Assignment —
If a line of the data below contains the string "each", count it, then state the total alone.

Data for analysis —

_ _ _ _ _ _ _

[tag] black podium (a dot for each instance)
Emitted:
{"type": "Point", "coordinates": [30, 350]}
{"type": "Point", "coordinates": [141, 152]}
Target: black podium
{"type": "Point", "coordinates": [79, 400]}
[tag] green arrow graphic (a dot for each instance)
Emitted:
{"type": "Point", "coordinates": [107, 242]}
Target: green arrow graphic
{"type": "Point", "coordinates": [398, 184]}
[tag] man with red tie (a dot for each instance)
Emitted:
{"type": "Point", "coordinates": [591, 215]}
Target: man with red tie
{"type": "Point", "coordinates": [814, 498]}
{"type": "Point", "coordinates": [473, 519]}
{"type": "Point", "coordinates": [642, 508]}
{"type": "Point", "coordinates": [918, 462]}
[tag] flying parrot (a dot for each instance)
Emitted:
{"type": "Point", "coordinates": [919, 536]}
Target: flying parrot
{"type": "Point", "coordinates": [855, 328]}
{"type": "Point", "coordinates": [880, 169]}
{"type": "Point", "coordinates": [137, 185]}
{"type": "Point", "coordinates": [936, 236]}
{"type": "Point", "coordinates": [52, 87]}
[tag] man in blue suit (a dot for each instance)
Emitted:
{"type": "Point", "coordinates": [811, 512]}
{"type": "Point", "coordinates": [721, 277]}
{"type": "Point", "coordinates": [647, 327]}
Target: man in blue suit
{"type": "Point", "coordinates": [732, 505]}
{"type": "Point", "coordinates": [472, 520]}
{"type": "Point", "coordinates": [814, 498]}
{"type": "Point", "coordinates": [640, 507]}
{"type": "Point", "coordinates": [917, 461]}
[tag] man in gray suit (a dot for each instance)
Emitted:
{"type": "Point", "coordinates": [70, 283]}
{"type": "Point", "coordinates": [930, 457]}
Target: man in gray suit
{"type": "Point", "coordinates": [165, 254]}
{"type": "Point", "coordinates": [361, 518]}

_ _ _ _ _ _ _

Exercise response —
6